Copy the material below word for word. Begin with the line that contains "like x=206 y=196." and continue through the line that contains "x=306 y=277", including both of those lines.

**Listed records**.
▼▼▼

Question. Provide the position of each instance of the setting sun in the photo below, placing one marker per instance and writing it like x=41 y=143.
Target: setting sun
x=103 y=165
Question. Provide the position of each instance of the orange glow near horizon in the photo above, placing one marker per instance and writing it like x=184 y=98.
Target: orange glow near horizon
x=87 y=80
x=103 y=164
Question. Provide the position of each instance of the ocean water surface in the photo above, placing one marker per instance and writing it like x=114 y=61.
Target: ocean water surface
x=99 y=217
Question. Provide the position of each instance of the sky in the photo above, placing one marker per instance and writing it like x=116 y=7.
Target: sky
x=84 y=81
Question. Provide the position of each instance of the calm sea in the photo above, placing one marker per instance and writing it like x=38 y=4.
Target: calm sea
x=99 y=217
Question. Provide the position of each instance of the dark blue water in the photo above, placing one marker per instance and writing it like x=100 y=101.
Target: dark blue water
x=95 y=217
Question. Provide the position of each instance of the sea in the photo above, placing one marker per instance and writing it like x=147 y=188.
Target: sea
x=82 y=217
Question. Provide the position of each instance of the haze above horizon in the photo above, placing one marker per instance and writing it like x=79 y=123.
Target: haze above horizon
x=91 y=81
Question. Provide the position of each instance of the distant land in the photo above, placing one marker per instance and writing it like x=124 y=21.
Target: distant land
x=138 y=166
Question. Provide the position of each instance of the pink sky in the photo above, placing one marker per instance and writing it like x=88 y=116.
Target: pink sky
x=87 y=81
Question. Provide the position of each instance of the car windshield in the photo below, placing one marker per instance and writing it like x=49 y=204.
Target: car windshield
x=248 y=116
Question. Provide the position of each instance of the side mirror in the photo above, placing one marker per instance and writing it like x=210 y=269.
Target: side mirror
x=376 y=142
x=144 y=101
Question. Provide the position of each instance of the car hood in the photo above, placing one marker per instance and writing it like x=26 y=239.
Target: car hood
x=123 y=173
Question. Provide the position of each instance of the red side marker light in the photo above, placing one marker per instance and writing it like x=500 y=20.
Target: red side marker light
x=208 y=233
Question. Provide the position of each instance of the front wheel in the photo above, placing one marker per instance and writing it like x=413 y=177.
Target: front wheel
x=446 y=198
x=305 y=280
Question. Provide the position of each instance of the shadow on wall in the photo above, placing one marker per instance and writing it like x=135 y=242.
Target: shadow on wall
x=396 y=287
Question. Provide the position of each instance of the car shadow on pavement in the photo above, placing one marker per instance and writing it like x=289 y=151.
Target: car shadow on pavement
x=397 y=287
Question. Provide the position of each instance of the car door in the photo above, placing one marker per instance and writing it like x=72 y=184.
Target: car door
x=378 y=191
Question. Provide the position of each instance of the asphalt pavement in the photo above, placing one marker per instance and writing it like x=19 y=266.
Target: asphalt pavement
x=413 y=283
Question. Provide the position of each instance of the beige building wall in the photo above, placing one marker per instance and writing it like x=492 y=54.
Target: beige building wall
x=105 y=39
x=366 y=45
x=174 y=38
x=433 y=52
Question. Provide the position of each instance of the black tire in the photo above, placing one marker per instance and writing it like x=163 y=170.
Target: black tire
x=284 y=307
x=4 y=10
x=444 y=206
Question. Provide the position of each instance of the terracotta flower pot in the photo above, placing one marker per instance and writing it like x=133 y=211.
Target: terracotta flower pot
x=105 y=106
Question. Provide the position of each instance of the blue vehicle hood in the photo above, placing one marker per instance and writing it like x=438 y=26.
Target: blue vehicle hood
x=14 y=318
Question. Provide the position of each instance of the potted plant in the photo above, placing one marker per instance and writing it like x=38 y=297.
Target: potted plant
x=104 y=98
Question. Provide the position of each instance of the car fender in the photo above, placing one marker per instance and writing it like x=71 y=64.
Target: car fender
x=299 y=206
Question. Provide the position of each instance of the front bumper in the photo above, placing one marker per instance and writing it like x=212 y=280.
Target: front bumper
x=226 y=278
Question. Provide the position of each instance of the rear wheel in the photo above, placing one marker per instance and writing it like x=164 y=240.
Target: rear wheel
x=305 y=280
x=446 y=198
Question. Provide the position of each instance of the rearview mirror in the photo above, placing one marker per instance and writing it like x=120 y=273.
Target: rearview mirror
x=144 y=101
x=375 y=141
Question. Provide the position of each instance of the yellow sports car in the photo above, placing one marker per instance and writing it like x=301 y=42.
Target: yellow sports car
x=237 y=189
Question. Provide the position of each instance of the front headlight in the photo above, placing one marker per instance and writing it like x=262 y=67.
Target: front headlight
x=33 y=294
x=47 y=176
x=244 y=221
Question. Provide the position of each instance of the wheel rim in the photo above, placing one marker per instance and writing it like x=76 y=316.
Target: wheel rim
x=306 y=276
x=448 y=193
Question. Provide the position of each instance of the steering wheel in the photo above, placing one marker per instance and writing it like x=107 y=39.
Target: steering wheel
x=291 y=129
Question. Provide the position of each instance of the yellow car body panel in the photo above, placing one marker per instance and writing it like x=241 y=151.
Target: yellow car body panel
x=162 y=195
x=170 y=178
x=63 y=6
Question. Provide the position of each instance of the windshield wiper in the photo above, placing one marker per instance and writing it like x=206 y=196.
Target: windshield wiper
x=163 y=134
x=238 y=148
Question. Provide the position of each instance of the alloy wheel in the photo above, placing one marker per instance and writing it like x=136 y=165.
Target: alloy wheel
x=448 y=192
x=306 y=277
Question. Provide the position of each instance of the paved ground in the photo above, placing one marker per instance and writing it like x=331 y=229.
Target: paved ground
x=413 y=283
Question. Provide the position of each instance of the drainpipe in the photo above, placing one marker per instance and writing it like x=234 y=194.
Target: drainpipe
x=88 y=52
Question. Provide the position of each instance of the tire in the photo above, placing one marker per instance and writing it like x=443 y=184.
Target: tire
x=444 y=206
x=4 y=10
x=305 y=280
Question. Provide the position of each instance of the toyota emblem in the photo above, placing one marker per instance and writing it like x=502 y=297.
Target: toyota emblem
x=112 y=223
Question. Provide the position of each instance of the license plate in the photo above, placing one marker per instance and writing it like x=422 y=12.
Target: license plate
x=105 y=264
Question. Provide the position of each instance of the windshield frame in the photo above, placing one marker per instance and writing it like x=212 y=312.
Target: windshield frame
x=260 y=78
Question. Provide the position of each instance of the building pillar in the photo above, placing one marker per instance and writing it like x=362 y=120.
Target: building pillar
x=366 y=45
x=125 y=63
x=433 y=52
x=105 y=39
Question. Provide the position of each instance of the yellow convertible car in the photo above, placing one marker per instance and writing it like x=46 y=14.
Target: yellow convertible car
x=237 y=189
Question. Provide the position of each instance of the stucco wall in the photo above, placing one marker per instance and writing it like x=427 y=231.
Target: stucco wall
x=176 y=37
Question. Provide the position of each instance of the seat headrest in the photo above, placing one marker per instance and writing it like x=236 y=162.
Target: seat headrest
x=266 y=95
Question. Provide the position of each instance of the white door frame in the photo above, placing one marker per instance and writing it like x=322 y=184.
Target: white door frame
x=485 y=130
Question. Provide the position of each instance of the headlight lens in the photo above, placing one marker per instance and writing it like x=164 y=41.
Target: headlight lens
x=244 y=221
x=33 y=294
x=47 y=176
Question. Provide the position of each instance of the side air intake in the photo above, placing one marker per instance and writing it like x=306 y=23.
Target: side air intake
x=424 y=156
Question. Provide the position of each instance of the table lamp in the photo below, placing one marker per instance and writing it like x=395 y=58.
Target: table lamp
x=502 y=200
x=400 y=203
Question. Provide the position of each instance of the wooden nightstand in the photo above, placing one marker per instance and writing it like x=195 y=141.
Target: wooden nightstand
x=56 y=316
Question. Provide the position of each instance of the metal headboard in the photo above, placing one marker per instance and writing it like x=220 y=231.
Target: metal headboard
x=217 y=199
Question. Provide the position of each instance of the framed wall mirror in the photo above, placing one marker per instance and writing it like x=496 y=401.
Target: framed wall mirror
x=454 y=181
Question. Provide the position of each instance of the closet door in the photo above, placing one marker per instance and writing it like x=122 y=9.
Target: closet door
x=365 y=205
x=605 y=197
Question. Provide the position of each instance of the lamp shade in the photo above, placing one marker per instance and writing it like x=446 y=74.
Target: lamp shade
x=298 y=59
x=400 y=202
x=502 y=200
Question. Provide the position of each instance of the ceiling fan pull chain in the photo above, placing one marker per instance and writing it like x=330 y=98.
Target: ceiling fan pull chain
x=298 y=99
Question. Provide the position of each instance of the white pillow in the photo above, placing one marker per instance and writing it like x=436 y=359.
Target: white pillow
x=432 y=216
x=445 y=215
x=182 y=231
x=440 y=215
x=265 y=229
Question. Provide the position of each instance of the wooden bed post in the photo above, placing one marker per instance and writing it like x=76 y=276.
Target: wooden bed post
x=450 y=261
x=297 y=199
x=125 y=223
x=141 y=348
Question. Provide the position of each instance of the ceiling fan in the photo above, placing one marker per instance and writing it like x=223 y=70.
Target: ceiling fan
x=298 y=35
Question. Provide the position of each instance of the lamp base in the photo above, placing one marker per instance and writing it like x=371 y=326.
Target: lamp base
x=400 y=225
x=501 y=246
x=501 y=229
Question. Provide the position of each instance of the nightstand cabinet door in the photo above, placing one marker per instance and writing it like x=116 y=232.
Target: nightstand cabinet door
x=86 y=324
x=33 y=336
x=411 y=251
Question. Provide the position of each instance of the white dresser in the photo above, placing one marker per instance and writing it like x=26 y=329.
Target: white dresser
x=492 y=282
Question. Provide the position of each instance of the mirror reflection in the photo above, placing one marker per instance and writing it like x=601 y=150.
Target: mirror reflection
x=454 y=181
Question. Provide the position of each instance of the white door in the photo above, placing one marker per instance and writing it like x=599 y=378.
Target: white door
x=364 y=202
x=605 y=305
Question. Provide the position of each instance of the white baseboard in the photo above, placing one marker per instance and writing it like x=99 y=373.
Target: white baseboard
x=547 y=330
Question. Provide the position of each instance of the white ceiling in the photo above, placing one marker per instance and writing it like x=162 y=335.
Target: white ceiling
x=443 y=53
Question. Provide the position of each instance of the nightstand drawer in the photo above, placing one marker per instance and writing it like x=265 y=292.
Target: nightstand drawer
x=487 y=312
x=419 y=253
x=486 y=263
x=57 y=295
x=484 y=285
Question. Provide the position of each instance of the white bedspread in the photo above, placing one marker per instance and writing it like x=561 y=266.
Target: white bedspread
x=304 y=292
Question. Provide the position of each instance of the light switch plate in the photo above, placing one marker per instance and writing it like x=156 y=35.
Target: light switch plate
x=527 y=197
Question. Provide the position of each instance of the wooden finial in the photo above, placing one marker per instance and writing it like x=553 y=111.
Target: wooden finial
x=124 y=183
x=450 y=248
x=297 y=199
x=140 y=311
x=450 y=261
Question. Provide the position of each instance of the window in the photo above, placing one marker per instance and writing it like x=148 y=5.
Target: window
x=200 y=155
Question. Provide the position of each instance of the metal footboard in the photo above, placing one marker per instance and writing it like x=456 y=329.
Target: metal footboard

▲▲▲

**Answer to this problem**.
Question. Provide the position of each instance of the windshield wiper in the photo above, placing one marker per instance and writing it like x=206 y=196.
Target: windshield wiper
x=163 y=134
x=238 y=148
Question. Provide the position of each instance of the alloy wheel in the photo above, placing one marker per instance and writing it like x=136 y=165.
Target: alloy wheel
x=448 y=192
x=306 y=277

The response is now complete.